-- Directive 1 --
In the forum thread on the Nobel Peace Prize, how many days does Plainsman say Obama was in office before the close?

** START OF Extracted text **

# Surprise! President Obama Wins Nobel Peace Prize WTF



## stash (Jan 20, 2007)

First slavery to white house now this. Will this $hit ever end.


----------



## buckseye (Dec 8, 2003)

He has brought peace to the Moon, bow down to the king :sniper:


----------



## hunter9494 (Jan 21, 2007)

consolation prize for not securing the Olympics in Chicargo... :lol:


----------



## jtillman (Oct 31, 2005)

My favorite snippet from the article that I read ".... and stress diplomacy and cooperation rather than unilateralism."

Apparently they haven't keyed in on his 'diplomacy and cooperation' in the health care debate (and others) very closley.....


----------



## Chuck Smith (Feb 22, 2005)

> My favorite snippet from the article that I read ".... and stress diplomacy and cooperation rather than unilateralism."


What the hell....this guy has only been in office not even 10 months. How can he show diplomacy, cooperation?? He has only been working the foreign affairs for about the past three months. This is is crazy. I am not saying this guy can't win a noble prize.....but what has he really done other than being the first black president? If they would have stated that is the reason why he won....that would be ok.....but diplomacy and cooperation....for what? What diplomacy and cooperation......having a sit down between a cop and a man who blew his top? Letting Iran keep pushing limits? Not doing anything in the Mideast inregaurds to Isreal? He has done nothing in terms of diplomacy and cooperation.


----------



## zogman (Mar 20, 2002)

From a person in the know.



> Looks like they bent the rules&#8230;.not a Norwegian thing to do. He'd only been in office for 2 weeks when the period of consideration closed. Like he'd done anything yet. Well, like he has done anything yet today.


----------



## Plainsman (Jul 30, 2003)

Your right zogman, he was in office 12 days before the close. The noble peace prise is a UN puppet. It's my guess that they gave it to Obama to encourage him to continue doing the same stupid things he is doing now. Jimmy the naive Carter won it once for crying out loud. When America has a true dunce they pounce right on it to encourage them.


----------



## swampbuck (Sep 19, 2007)

the funny thing is he hasnt improved anything about foreign relations. domestic discourse may change though. have you read anything about the cybersecurity act of 2009. this legislation would give the pres the power to shut down the internet if he deemed necassary. talk about dictatoral powers. thsi is obviously a power grab to silence dissent and undermine grassroots organization. you should all check it out real quick then e mail your representative, tell them to oppose it, and ask them if theyre on the side of freedom, or if they belive the people are property of the government.

http://www.eff.org/deeplinks/2009/04/cybersecurity-act

this link has an article about the act with links to summaries and links to the fed page wich has the entire bill and their sugarcoated description


----------



## Nodak_Norsk (Aug 5, 2007)

** END OF Extracted text **

-- Directive 2 --
Pull out every line of the rows that includes the word "mirror".

** START OF Material **

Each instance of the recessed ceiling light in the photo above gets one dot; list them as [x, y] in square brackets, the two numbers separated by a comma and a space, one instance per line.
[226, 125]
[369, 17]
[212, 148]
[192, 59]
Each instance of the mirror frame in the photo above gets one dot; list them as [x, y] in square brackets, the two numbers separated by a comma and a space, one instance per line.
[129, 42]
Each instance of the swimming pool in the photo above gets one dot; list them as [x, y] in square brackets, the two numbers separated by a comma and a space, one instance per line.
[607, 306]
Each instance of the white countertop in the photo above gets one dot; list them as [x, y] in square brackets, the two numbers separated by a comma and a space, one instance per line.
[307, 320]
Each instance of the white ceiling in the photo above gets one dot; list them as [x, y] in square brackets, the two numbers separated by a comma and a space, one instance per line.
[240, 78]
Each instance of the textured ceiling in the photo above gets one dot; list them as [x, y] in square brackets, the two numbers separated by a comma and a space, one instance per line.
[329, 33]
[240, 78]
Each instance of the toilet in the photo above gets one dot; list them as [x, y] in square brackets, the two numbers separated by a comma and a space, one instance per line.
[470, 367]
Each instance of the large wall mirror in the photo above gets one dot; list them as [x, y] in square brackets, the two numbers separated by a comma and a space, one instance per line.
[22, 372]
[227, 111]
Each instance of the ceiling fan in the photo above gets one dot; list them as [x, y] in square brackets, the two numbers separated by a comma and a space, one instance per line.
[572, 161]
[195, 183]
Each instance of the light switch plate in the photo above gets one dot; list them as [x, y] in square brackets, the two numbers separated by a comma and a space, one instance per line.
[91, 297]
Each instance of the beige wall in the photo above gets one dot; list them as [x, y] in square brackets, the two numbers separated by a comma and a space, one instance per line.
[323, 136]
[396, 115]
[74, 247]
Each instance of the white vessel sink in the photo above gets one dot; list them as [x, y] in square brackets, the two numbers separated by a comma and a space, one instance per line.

** END OF Material **

-- Task output 1 --
12 days.

-- Task output 2 --
Each instance of the mirror frame in the photo above gets one dot; list them as [x, y] in square brackets, the two numbers separated by a comma and a space, one instance per line.
Each instance of the large wall mirror in the photo above gets one dot; list them as [x, y] in square brackets, the two numbers separated by a comma and a space, one instance per line.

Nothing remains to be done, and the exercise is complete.